#### [CONSIGNE A]
Résume en deux phrases l'extrait consacré à la lutte de Facebook contre les fausses nouvelles.

#### [EXTRAIT DU TEXTE]
╔══

Fort de 1,73 milliard d’utilisateurs quotidiens et de 2,6 milliards d’utilisateurs mensuels, Facebook s’était longtemps refusé à intervenir dans le contenu publié, préférant le laisser-faire. Mais depuis plusieurs mois, soumis à des critiques de plus en plus fortes, le groupe cofondé et dirigé par Mark Zuckerberg a changé de stratégie en s’alliant à des médias et des agences de presse pour tenter de lutter contre l’épidémie de fausses nouvelles.
Un accord avec Keystone-ATS?
En Suisse, les partenaires de Facebook «évalueront la précision de contenu émanant d’éditeurs, de pages d’information et de sites web. Ils travailleront en permanence pour identifier des messages fallacieux, tout comme des articles, des liens, des images et des vidéos», précise un porte-parole du réseau social. Instagram sera aussi analysé.
Pour la Suisse, cette tâche reviendra à l’agence de presse allemande DPA, qui effectue déjà des tâches de fact-checking pour Facebook depuis 2019 outre-Rhin. DPA travaillera depuis l’Allemagne, mais aussi depuis son bureau en Suisse, qui est en développement. Un accord entre DPA et l’agence de presse helvétique Keystone-ATS serait en préparation, affirme le porte-parole de Facebook. Contactée, l’agence suisse n’a pas répondu à nos questions.

╚══

#### [LISTE DES DONNÉES]
╔══

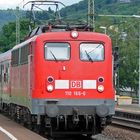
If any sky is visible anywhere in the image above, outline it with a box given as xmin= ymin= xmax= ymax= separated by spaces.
xmin=0 ymin=0 xmax=81 ymax=9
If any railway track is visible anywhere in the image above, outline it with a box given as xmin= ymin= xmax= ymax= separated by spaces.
xmin=112 ymin=111 xmax=140 ymax=131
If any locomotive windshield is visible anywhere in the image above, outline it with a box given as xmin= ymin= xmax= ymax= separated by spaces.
xmin=45 ymin=43 xmax=70 ymax=61
xmin=80 ymin=43 xmax=104 ymax=62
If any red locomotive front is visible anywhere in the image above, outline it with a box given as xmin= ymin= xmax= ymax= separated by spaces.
xmin=1 ymin=30 xmax=114 ymax=136
xmin=30 ymin=31 xmax=114 ymax=134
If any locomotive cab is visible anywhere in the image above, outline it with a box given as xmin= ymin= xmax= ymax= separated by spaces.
xmin=31 ymin=31 xmax=114 ymax=134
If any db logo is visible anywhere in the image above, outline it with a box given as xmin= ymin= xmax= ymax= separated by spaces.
xmin=71 ymin=81 xmax=82 ymax=88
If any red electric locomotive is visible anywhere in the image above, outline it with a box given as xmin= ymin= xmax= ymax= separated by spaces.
xmin=0 ymin=24 xmax=114 ymax=135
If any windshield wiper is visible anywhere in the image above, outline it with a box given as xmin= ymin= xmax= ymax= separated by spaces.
xmin=88 ymin=44 xmax=102 ymax=54
xmin=50 ymin=51 xmax=58 ymax=62
xmin=85 ymin=50 xmax=93 ymax=62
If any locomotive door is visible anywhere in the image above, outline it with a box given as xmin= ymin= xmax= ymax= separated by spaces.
xmin=27 ymin=45 xmax=33 ymax=105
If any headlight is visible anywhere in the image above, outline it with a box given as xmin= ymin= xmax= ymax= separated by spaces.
xmin=98 ymin=85 xmax=104 ymax=92
xmin=71 ymin=31 xmax=79 ymax=38
xmin=47 ymin=85 xmax=53 ymax=92
xmin=48 ymin=76 xmax=54 ymax=83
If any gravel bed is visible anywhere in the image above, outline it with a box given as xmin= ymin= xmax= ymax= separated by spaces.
xmin=102 ymin=126 xmax=140 ymax=140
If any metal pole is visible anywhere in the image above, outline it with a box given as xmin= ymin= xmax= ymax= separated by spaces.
xmin=139 ymin=21 xmax=140 ymax=107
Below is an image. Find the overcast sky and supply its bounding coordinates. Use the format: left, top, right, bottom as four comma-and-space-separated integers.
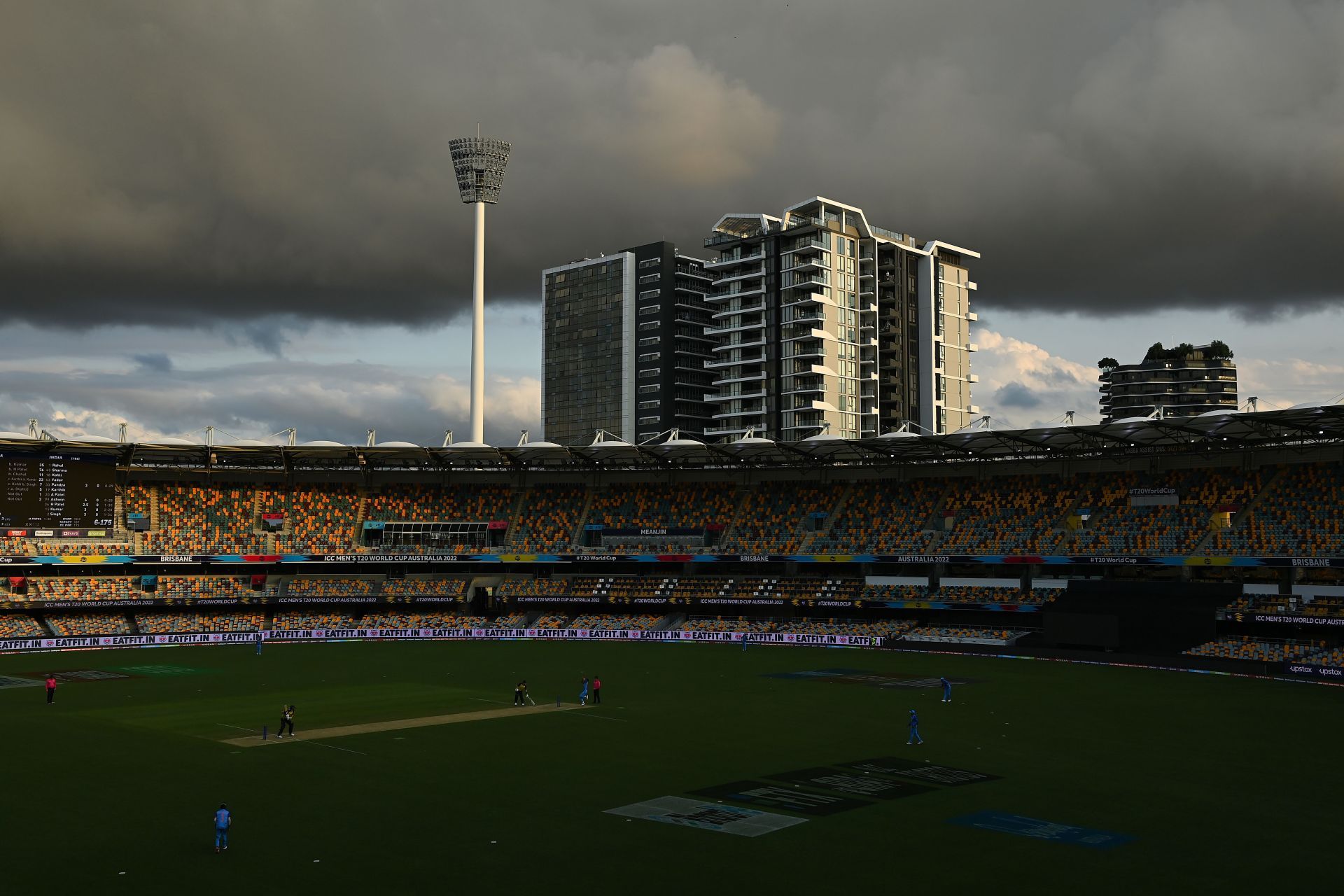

╚══

#### [CONSIGNE B]
Réécris sous forme de liste numérotée tout ce qui va, dans les entrées, de la ligne contenant «If any metal» jusqu'à la ligne contenant «xmin=139 ymin=21 xmax=140 ymax=107», en laissant de côté les lignes vides.

#### [RÉSULTAT A]
Après avoir longtemps préféré le laisser-faire, Facebook s'allie désormais, sous la pression de critiques croissantes, à des médias et des agences de presse pour lutter contre les fausses nouvelles. En Suisse, c'est l'agence allemande DPA qui évaluera les contenus, Instagram compris, et un accord avec Keystone-ATS serait en préparation selon un porte-parole du réseau social.

#### [RÉSULTAT B]
1. If any metal pole is visible anywhere in the image above, outline it with a box given as xmin= ymin= xmax= ymax= separated by spaces.
2. xmin=139 ymin=21 xmax=140 ymax=107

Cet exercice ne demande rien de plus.